(EXCERPT):
· · ·

It’s a go for goji berries, the darling of the dried fruit world. Goji berries are the original “superfood”, loaded with many nutrients with high biological activity, such as polysaccharide complexes, carotenoids like zeaxanthin, beta-carotene, neoxanthin and cryptoxanthin, phenylpropanoids, and the vitamins C, B1 and B2, all of which contribute to the high antioxidant capacity of this snack food. It’s these factors that research has shown may help in preventing diseases like diabetes, cancer and heart disease.

 

As healthy as these and other dried fruits are, like cranberries and raisins, be careful not to overdo it on the waistline. One tablespoon of dried berries is the same as eating a bunch of grapes, so practice portion control when snacking on these health food superstars.

 

  1. Chia Seeds

Traditionally found in Mexico and Guatemala, chia seeds are the tiny, edible seeds of the Salvia Hispanic, a flowering plant in the mint family. The flavanols and phenolic compounds like caffeic acid, myricetin, quercetin, and kaempferol are just some of the nutrients in chia seeds that may contribute to protecting the heart and liver, and are also involved in cancer prevention and anti-ageing.

 

Did you know that chia can absorb up to 12 times its own weight in water? This handy feature means that when chia comes are left in water, it forms a gelish-like mush. This is what makes these seeds helpful to work its way through the gut to help soften stools and make them easier to pass, in addition to its high fibre content. Sprinkle chia seeds onto cereal, oats or yoghurt or blend into smoothies.

· · ·

(RECORDS):

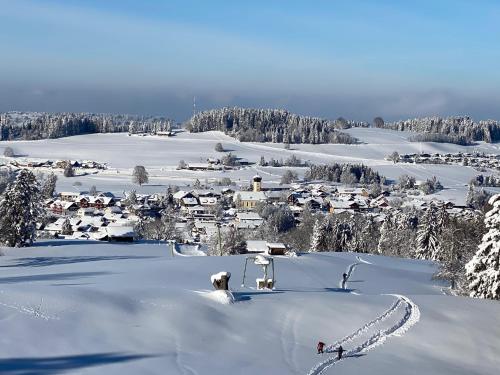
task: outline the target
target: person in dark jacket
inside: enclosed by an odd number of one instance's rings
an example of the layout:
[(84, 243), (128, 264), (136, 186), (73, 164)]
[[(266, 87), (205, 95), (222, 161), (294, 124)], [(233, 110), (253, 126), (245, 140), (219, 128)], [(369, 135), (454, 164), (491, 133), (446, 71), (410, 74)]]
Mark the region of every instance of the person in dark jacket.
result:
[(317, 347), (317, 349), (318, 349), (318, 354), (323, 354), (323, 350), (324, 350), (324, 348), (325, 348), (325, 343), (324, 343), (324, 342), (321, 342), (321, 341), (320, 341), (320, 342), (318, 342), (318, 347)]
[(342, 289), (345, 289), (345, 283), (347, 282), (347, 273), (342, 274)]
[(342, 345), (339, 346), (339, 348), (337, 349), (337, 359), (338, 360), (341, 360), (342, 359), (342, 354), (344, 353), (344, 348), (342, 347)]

· · ·

(TASK REQUIREMENTS):
Could you swap "dried" for "dehydrated" in the superfood text while repeating its passage that opens with the words containing "As healthy as" and closes with "prevention and anti-ageing."? You won't need the lines above.

(EXERCISE OUTPUT):
As healthy as these and other dehydrated fruits are, like cranberries and raisins, be careful not to overdo it on the waistline. One tablespoon of dehydrated berries is the same as eating a bunch of grapes, so practice portion control when snacking on these health food superstars.

 

  1. Chia Seeds

Traditionally found in Mexico and Guatemala, chia seeds are the tiny, edible seeds of the Salvia Hispanic, a flowering plant in the mint family. The flavanols and phenolic compounds like caffeic acid, myricetin, quercetin, and kaempferol are just some of the nutrients in chia seeds that may contribute to protecting the heart and liver, and are also involved in cancer prevention and anti-ageing.